▶ _Instructions to follow_
Repeat every entry below word for word, leaving out the pictures.

▶ _Given records_
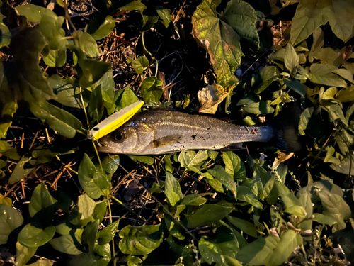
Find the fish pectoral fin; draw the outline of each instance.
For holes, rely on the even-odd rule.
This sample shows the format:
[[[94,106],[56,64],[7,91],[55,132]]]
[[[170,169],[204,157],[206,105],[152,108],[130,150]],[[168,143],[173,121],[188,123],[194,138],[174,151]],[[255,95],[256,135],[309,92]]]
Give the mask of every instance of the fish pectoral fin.
[[[244,150],[242,143],[232,143],[229,145],[220,149],[222,151],[228,151],[228,150]]]
[[[166,146],[166,145],[176,144],[181,140],[181,135],[170,135],[154,140],[152,143],[155,148]]]

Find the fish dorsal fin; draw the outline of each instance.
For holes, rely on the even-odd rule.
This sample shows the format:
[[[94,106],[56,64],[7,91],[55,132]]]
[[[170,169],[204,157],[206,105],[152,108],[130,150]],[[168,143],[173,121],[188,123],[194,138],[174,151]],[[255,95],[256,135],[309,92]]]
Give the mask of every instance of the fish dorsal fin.
[[[152,142],[154,147],[162,147],[166,145],[171,145],[177,143],[182,136],[181,135],[170,135],[166,137],[160,138],[156,140],[154,140]]]

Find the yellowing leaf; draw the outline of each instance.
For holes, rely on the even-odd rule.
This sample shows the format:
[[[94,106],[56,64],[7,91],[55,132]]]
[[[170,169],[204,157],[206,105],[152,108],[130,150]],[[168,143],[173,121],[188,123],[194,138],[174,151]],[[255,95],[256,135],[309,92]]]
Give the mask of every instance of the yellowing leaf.
[[[241,39],[246,41],[250,50],[258,49],[256,21],[256,11],[243,1],[227,3],[221,18],[212,0],[203,0],[197,6],[192,17],[193,35],[203,43],[210,55],[218,84],[227,84],[241,64]]]
[[[222,86],[217,84],[208,85],[199,91],[198,99],[200,104],[200,113],[215,113],[220,104],[230,92],[226,92]]]

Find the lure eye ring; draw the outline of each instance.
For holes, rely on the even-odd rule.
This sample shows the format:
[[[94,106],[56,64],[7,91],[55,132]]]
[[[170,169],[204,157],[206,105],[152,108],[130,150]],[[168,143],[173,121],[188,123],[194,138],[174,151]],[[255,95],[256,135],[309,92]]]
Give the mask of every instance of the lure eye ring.
[[[125,140],[125,134],[124,132],[118,133],[113,136],[114,141],[118,143],[121,143]]]

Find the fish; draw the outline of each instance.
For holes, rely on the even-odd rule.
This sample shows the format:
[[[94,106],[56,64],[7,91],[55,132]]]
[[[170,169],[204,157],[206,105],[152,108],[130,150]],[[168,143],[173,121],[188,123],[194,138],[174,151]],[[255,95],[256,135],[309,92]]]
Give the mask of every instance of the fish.
[[[161,155],[187,150],[239,150],[242,143],[250,141],[274,141],[290,151],[298,150],[299,145],[295,126],[286,123],[246,126],[200,114],[156,109],[137,113],[98,139],[97,149],[115,154]]]

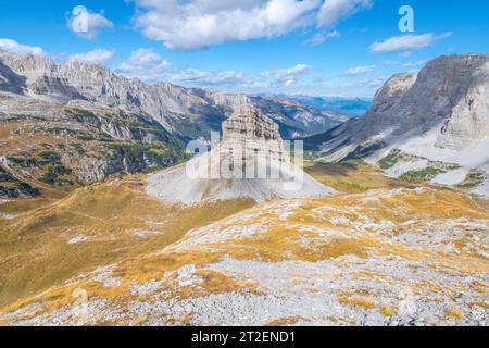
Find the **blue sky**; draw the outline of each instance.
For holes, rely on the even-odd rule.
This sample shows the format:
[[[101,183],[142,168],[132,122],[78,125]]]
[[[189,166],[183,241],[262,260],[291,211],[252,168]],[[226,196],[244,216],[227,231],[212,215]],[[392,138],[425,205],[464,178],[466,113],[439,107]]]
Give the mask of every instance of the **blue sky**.
[[[488,53],[481,0],[0,0],[0,48],[148,83],[371,97],[441,54]],[[72,11],[88,10],[86,32]],[[401,5],[414,33],[401,33]]]

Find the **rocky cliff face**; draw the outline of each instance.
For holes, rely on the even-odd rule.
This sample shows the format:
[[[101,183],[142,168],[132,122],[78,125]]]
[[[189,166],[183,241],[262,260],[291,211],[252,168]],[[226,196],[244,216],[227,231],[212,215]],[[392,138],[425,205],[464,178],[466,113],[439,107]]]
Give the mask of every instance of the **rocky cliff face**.
[[[396,75],[365,116],[309,138],[306,147],[326,162],[352,157],[392,162],[403,153],[411,159],[394,166],[397,175],[441,173],[429,176],[436,183],[463,184],[474,171],[488,177],[489,55],[441,57],[419,73]],[[444,173],[447,164],[440,163],[453,172]],[[482,186],[487,192],[489,185]]]
[[[242,105],[223,123],[223,139],[280,140],[278,125],[251,105]]]
[[[286,137],[326,130],[346,116],[313,108],[240,94],[208,92],[171,84],[147,85],[124,78],[101,65],[72,60],[55,64],[46,57],[0,51],[0,91],[48,97],[52,101],[85,100],[126,113],[143,114],[184,139],[209,137],[238,105],[252,103],[281,125]]]
[[[364,117],[313,137],[309,144],[343,157],[365,141],[399,142],[437,127],[434,145],[439,148],[487,139],[488,74],[489,55],[441,57],[419,73],[393,76],[376,94]],[[349,151],[342,151],[346,148]]]
[[[296,166],[278,125],[250,104],[223,123],[223,139],[210,152],[150,176],[148,192],[168,203],[322,197],[334,190]]]

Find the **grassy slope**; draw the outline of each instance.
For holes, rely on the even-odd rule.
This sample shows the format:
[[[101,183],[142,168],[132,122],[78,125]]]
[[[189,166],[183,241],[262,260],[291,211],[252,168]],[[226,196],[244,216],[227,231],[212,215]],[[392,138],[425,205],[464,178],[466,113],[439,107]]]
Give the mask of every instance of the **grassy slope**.
[[[250,207],[250,201],[195,209],[146,196],[145,176],[80,188],[60,200],[0,206],[0,304],[33,295],[93,268],[163,248],[185,232]],[[145,235],[143,238],[137,234]],[[75,237],[87,241],[68,244]]]

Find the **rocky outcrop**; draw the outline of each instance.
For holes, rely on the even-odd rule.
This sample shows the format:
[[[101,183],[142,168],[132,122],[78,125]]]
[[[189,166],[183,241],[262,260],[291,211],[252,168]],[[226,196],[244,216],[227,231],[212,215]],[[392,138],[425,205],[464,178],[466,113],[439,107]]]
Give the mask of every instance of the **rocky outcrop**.
[[[223,123],[224,141],[236,138],[281,140],[278,125],[251,105],[236,108]]]
[[[150,176],[148,192],[166,203],[309,198],[334,190],[291,162],[278,125],[253,105],[241,105],[223,123],[223,139],[186,165]]]
[[[489,55],[441,57],[419,73],[396,75],[376,94],[368,113],[312,137],[325,160],[347,157],[365,142],[388,145],[437,136],[430,146],[461,149],[489,138]]]
[[[124,78],[101,65],[71,60],[55,64],[41,55],[16,55],[0,51],[0,91],[49,97],[52,102],[85,100],[148,115],[167,132],[190,140],[210,137],[242,104],[253,104],[281,126],[287,138],[329,129],[347,119],[336,113],[242,94],[205,91],[172,84],[147,85]],[[46,99],[46,98],[43,98]]]

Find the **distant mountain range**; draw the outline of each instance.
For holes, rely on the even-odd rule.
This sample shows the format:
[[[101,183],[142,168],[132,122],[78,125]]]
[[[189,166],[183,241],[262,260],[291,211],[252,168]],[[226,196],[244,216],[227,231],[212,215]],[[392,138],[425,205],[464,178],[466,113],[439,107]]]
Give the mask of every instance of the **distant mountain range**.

▶ _The solution_
Find the fish pectoral fin; draw the outline of each instance.
For holes, rely on the even-odd rule.
This sample shows the format:
[[[94,106],[56,64],[7,91],[55,132]]]
[[[170,169],[204,157],[206,105],[152,108],[130,150]],[[168,143],[173,121],[188,123],[194,138],[174,151]],[[255,95],[256,135],[309,92]]]
Give the mask of every instance of the fish pectoral fin.
[[[244,150],[242,143],[232,143],[229,145],[220,149],[222,151],[228,151],[228,150]]]
[[[166,146],[166,145],[176,144],[181,140],[181,135],[170,135],[154,140],[152,143],[155,148]]]

Find the fish dorsal fin; draw the outline of each instance.
For holes, rely on the even-odd rule.
This sample shows the format:
[[[94,106],[56,64],[7,91],[55,132]]]
[[[170,169],[204,157],[206,105],[152,108],[130,150]],[[168,143],[173,121],[188,123],[194,138],[174,151]],[[255,95],[256,135],[309,92]]]
Give the mask of every instance of the fish dorsal fin.
[[[152,142],[154,147],[162,147],[166,145],[171,145],[177,143],[182,136],[181,135],[170,135],[166,137],[160,138],[156,140],[154,140]]]

Find the yellowing leaf; draw the outline of each instance.
For holes, rely on the even-odd rule.
This sample shows the format:
[[[94,106],[56,64],[7,91],[55,132]]]
[[[170,169],[204,157],[206,105],[152,108],[130,150]],[[168,143],[173,121],[188,123],[194,138],[174,151]],[[255,95],[256,135],[309,92]]]
Give the mask of every instance of the yellowing leaf.
[[[241,39],[246,41],[250,50],[258,49],[256,21],[256,11],[243,1],[227,3],[221,18],[212,0],[203,0],[197,6],[192,17],[193,35],[203,43],[210,55],[218,84],[227,84],[241,64]]]
[[[222,86],[217,84],[208,85],[199,91],[198,99],[200,104],[200,113],[215,113],[220,104],[230,92],[226,92]]]

Find the lure eye ring; draw the outline of each instance.
For holes, rely on the even-odd rule.
This sample shows the format:
[[[94,106],[56,64],[7,91],[55,132]]]
[[[170,169],[204,157],[206,105],[152,108],[130,150]],[[168,143],[173,121],[188,123],[194,138],[174,151]],[[255,95],[256,135],[309,92]]]
Give the mask of every instance of the lure eye ring.
[[[125,140],[125,134],[124,132],[118,133],[113,136],[114,141],[118,143],[121,143]]]

Find the fish; draw the outline of each instance.
For holes, rely on the even-odd rule.
This sample shows the format:
[[[94,106],[56,64],[7,91],[55,132]]]
[[[170,169],[204,157],[206,105],[152,108],[130,150]],[[168,143],[173,121],[188,123],[194,138],[174,151]],[[255,95],[256,135],[309,92]]]
Give the mask of every instance of the fish.
[[[161,155],[187,150],[239,150],[242,143],[250,141],[274,141],[290,151],[298,150],[299,145],[295,126],[286,123],[246,126],[200,114],[156,109],[137,113],[98,139],[97,149],[115,154]]]

Find the **blue sky**; draw the outline of each instance.
For holes, rely on the even-odd rule.
This sample shows the format:
[[[101,183],[142,168],[132,122],[78,125]]]
[[[189,166],[183,241],[262,260],[291,211],[252,168]],[[226,196],[244,216],[227,231],[212,215]],[[392,138],[425,205],[464,178],[466,113],[439,107]]]
Give the mask of every instance of the **blue sky**.
[[[488,53],[481,0],[0,0],[0,48],[148,83],[371,97],[441,54]],[[72,11],[88,10],[86,32]],[[401,5],[414,33],[401,33]]]

Find the **rocky cliff face**; draw the outline of each instance.
For holes, rely on the even-odd rule.
This sample shows the format:
[[[101,183],[142,168],[132,122],[78,125]]]
[[[189,166],[183,241],[262,260],[291,211],[252,168]],[[226,196],[244,216],[227,231],[212,215]],[[392,138],[425,205],[464,178],[466,113],[439,107]]]
Give the mask of every instance of the **rocky cliff face**.
[[[396,75],[365,116],[309,138],[306,147],[326,162],[352,157],[392,162],[403,153],[411,159],[394,166],[397,175],[441,173],[429,176],[436,183],[463,184],[474,171],[488,177],[489,55],[441,57],[419,73]],[[444,173],[447,164],[440,163],[453,172]],[[482,186],[487,192],[489,185]]]
[[[242,105],[223,123],[223,139],[280,140],[278,125],[251,105]]]
[[[286,137],[326,130],[346,116],[313,108],[240,94],[208,92],[171,84],[147,85],[124,78],[101,65],[72,60],[55,64],[46,57],[0,51],[0,91],[48,97],[52,101],[85,100],[126,113],[143,114],[184,139],[209,137],[238,105],[252,103],[281,125]]]
[[[364,117],[313,137],[309,144],[343,157],[365,141],[399,142],[437,127],[434,145],[439,148],[487,139],[488,74],[489,55],[441,57],[419,73],[393,76],[376,94]],[[349,151],[342,151],[346,148]]]
[[[296,166],[278,125],[250,104],[223,123],[223,139],[210,152],[150,176],[148,192],[168,203],[322,197],[334,190]]]

Find the **grassy slope**; draw the outline of each instance.
For holes, rely on the even-odd rule.
This sample shows the format:
[[[101,183],[142,168],[132,122],[78,125]]]
[[[189,166],[183,241],[262,260],[291,211],[252,168]],[[226,196],[244,216],[227,231],[212,215]],[[392,138],[425,205],[464,178],[466,113],[439,107]]]
Give the mask of every instance of the **grassy slope**.
[[[250,207],[250,201],[195,209],[146,196],[145,176],[80,188],[60,200],[0,206],[0,304],[33,295],[93,268],[163,248],[185,232]],[[145,235],[143,238],[137,234]],[[75,237],[87,241],[68,244]]]

Find the **rocky outcrop**; draw the outline of each instance.
For holes, rely on the even-odd rule.
This sample shows the format:
[[[101,183],[142,168],[132,122],[78,125]]]
[[[189,166],[183,241],[262,260],[291,211],[252,168]],[[226,196],[244,216],[227,231],[212,215]],[[392,138],[425,205],[464,178],[466,113],[439,107]]]
Give the mask of every instance of the **rocky outcrop**.
[[[223,123],[224,141],[236,138],[281,140],[278,125],[251,105],[236,108]]]
[[[150,176],[148,192],[166,203],[309,198],[334,190],[291,162],[278,125],[253,105],[241,105],[223,123],[223,139],[186,165]]]
[[[489,55],[441,57],[419,73],[396,75],[376,94],[368,113],[312,137],[325,160],[347,157],[365,142],[388,145],[437,136],[430,146],[461,149],[489,138]]]
[[[124,78],[101,65],[71,60],[55,64],[41,55],[16,55],[0,51],[0,91],[49,97],[52,102],[85,100],[148,115],[167,132],[190,140],[210,137],[242,104],[253,104],[281,126],[287,138],[329,129],[347,119],[336,113],[242,94],[205,91],[172,84],[147,85]],[[46,99],[46,98],[43,98]]]

Find the **distant mountain range**; draw the outline of each instance.
For holes, rely on the even-odd rule.
This sample shows the format:
[[[101,183],[142,168],[132,122],[78,125]]]
[[[189,166],[183,241],[262,260],[291,211],[252,168]],[[226,196],[244,216],[227,231],[212,215]],[[392,138],[425,205],[464,178],[466,113],[439,107]]]
Give the mask of every instance of the **distant mountain range**.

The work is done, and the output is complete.